- _Requirement_: Look below for the line that contains "Please spot the black high", then copy it and each following line to the end of the records, minus any pictures.

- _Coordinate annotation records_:
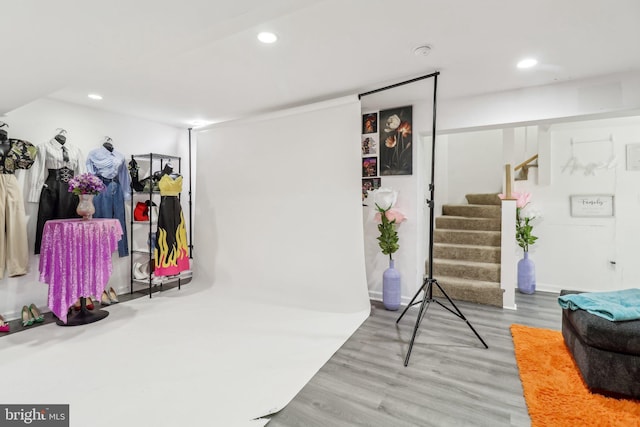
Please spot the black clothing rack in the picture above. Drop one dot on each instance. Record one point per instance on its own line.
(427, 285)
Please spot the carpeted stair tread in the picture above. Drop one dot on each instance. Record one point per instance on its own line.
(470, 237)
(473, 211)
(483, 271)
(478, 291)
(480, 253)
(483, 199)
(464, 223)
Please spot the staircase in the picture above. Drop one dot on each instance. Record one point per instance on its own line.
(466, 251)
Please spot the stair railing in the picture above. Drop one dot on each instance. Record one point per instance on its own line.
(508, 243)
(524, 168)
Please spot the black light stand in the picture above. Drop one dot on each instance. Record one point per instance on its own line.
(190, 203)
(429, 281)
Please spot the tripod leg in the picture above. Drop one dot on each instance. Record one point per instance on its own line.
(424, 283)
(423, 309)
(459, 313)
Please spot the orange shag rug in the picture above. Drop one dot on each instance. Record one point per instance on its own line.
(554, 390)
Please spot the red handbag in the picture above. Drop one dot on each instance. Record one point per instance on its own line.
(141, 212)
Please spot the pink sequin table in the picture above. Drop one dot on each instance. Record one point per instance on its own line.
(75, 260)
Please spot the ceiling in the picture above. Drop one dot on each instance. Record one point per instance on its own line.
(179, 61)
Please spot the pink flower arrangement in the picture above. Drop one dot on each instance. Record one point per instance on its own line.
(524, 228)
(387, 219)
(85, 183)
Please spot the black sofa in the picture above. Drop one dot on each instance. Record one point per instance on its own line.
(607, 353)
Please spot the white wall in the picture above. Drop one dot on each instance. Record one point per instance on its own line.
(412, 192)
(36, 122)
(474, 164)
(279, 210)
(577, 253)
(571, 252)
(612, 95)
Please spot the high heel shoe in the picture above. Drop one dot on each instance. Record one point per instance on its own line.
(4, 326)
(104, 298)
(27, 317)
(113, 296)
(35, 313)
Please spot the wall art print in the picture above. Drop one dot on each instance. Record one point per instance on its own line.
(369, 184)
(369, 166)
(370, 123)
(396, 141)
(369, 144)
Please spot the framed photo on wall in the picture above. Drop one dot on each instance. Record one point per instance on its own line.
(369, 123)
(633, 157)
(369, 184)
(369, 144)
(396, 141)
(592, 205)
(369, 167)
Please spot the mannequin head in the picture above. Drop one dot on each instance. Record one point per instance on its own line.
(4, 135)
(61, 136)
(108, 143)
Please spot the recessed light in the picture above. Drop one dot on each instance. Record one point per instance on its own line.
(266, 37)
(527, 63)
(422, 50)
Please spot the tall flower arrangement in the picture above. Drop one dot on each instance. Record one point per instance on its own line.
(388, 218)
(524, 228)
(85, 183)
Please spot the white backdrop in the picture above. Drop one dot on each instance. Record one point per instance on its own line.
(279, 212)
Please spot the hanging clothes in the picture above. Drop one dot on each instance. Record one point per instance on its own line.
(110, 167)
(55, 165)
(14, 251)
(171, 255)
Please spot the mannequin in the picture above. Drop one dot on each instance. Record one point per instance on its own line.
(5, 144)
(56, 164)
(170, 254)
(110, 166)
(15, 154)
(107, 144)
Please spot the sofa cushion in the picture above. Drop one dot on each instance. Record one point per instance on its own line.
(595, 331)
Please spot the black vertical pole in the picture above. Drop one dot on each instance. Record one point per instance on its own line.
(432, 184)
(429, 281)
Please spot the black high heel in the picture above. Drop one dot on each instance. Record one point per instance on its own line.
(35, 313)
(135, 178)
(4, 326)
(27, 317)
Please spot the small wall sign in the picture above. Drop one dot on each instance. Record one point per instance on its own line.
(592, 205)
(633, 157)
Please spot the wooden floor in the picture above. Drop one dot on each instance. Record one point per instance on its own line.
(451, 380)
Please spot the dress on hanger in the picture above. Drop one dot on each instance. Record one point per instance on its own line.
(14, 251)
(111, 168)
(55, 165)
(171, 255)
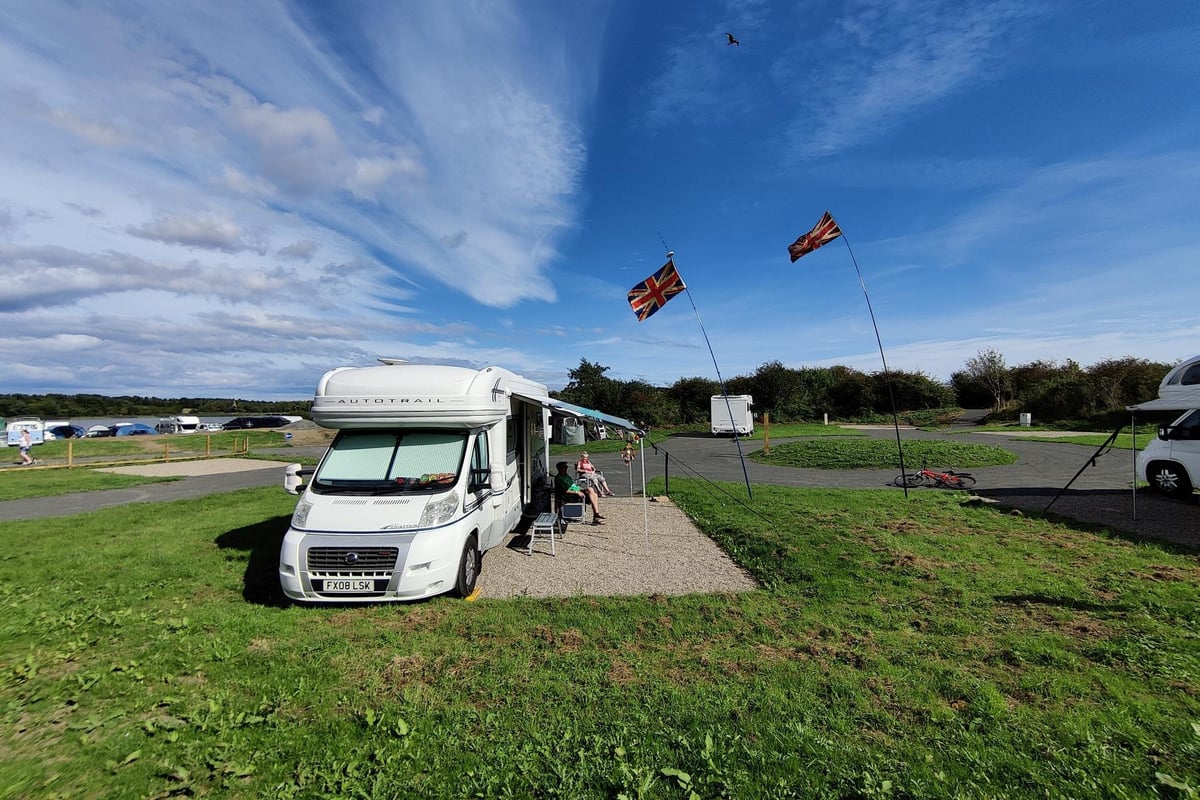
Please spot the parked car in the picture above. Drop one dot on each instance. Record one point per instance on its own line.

- _Final result_:
Please spot the black high heel in the picture above. Drop one dot on each instance. Record one point per instance on its own line.
(35, 313)
(135, 178)
(4, 326)
(27, 317)
Please spot the small wall sign in the picture above. Drop one dot on each instance. Record one point per instance on its own line.
(592, 205)
(633, 157)
Please spot the wooden floor in the picture above. Drop one dot on each instance. Record one point per instance on its own line.
(451, 380)
Please spot the dress on hanger in the picture above. Drop one dot on each instance. Record one point per instance on its own line.
(14, 251)
(111, 168)
(55, 165)
(171, 255)
Please spot the parked car in the picture above. Drop one dot on each instance. Record one point per instance on its own line.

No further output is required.